__EXTRACT PROVIDED__:
□ □ □ □ □

An object-side surface of the first lens L1 is convex in the paraxial region, an image-side surface of the first lens L1 is concave in the paraxial region, and the first lens L1 has positive refractive power. The object-side surface and the image-side surface of the first lens L1 may also be provided with other concave and convex distributions.

An object-side surface of the second lens L2 is convex in the paraxial region, an image-side surface of the second lens L2 is concave in the paraxial region, and the first lens L2 has negative refractive power. The object-side surface and the image-side surface of the first lens L2 may also be provided with other concave and convex distributions.

An object-side surface of the third lens L3 is convex in the paraxial region, an image-side surface of the third lens L3 is convex in the paraxial region, and the third lens L3 has negative refractive power. The object-side surface and the image-side surface of the third lens L3 may also be provided with other concave and convex distributions.

An object-side surface of the fourth lens L4 is convex in the paraxial region, an image-side surface of the fourth lens L4 is convex in the paraxial region, and the fourth lens L4 has positive refractive power. The object-side surface and the image-side surface of the fourth lens L4 may also be provided with other concave and convex distributions.

□ □ □ □ □

__DATA EXTRACT__:

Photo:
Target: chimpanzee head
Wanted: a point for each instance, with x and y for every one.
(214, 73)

□ □ □ □ □

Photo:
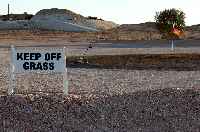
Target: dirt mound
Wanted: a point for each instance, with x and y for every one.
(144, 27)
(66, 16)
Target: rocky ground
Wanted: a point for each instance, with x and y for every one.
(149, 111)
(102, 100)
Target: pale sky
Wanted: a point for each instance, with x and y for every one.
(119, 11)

□ □ □ □ □

__TASK DIRECTIONS__:
Decide whether each statement agrees with the lens description, giving yes or no and quoting the words of the description that decide it: (a) The third lens L3 has negative refractive power. (b) The image-side surface of the fourth lens L4 is concave in the paraxial region. (c) The object-side surface of the first lens L1 is convex in the paraxial region. The rows have no connection to the lens description.

__WRITTEN SOLUTION__:
(a) Yes: "the third lens L3 has negative refractive power"
(b) No: "an image-side surface of the fourth lens L4 is convex in the paraxial region"
(c) Yes: "An object-side surface of the first lens L1 is convex in the paraxial region"